• [PROBLEMS TO SOLVE]:
(a) In the article on Terraform VPC modules, what must be configured so that resources in private subnets can communicate with the outside world?
(b) Reproduce the passage of the article on Terraform VPC modules starting with "If you manage" and going on through "for each environment.".

Jiwon Min Developer

Building a Production-Ready AWS VPC with Terraform Modules

When operating cloud infrastructure, the battle against “repetition” is unavoidable. The need to build similar yet subtly different network environments across multiple stages like development, staging, and production is a challenge every server engineer faces. While manually configuring VPCs, subnets, and routing tables in the AWS console might seem intuitive at first, the potential for error grows exponentially as the scale increases. Tracking change history or reproducing an identical environment becomes nearly impossible.

This is where IaC (Infrastructure as Code) comes to the rescue, with Terraform at its core. Terraform allows you to define infrastructure as code, version control it, and provision it in an automated fashion. However, simply dumping all your resources into one giant .tf file only leads to another management nightmare. As code becomes long and complex, readability suffers, and reusing specific parts becomes difficult. The true value of IaC shines through ‘modularization’. A well-designed Terraform module, much like a well-written function in a programming language, abstracts complex infrastructure components into concise, reusable forms.

In this post, we will take a deep dive into building a complete VPC (Virtual Private Cloud), the foundation of all AWS infrastructure, as a Terraform module. We will go beyond simply listing resources to implement a high-availability architecture required for production environments as code. We will also present practical code and best practices on how to design it as a reusable module. Through this article, you will break free from the shackles of manual work and acquire the core competency to build stable, scalable cloud infrastructure.

Building a Production-Ready AWS VPC with Terraform Modules

© AI Generated Image


Background and Problem Definition: Why is VPC Modularization Essential?

The first step to deploying an application in a cloud environment is always to configure the network infrastructure, the VPC. A production-grade VPC isn’t just about allocating a network range; it must satisfy complex requirements such as:

  • High Availability: Resources must be distributed across multiple Availability Zones (AZs) to prepare for failures.
  • Security: Public Subnets, which communicate directly with the internet, must be separated from Private Subnets for internal services and databases.
  • Network Connectivity: A NAT Gateway must be configured to allow resources in private subnets to communicate with the outside world (e.g., package repositories).
  • Routing Policies: Sophisticated Route Tables are needed to control the traffic flow for each subnet.

If you manage these components manually or with copy-pasted Terraform code for each environment (dev, staging, prod), you’ll face problems like outages due to minor configuration differences or difficulty in applying common security policies universally. Terraform modularization is the clear solution to these issues. By encapsulating all the logic for creating a VPC into a single, independent ‘module’, you can configure your infrastructure by simply calling this module with the necessary parameters (e.g., VPC CIDR, number of subnets) for each environment.

• [DATA BLOCK]:
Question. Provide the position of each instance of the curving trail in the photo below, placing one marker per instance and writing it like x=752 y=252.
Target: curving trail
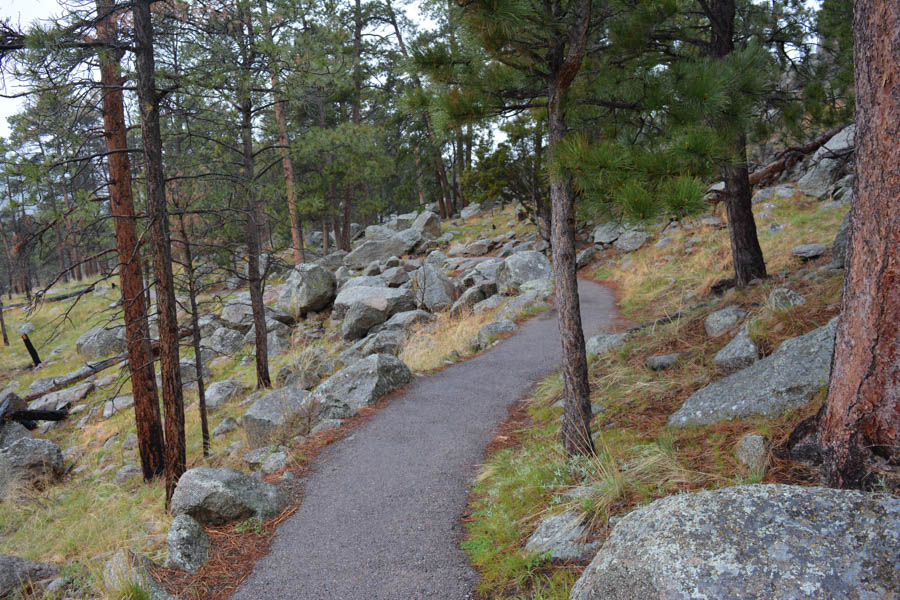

• [LIST OF SOLUTIONS]:
(a) A NAT Gateway.

(b)
If you manage these components manually or with copy-pasted Terraform code for each environment (dev, staging, prod), you’ll face problems like outages due to minor configuration differences or difficulty in applying common security policies universally. Terraform modularization is the clear solution to these issues. By encapsulating all the logic for creating a VPC into a single, independent ‘module’, you can configure your infrastructure by simply calling this module with the necessary parameters (e.g., VPC CIDR, number of subnets) for each environment.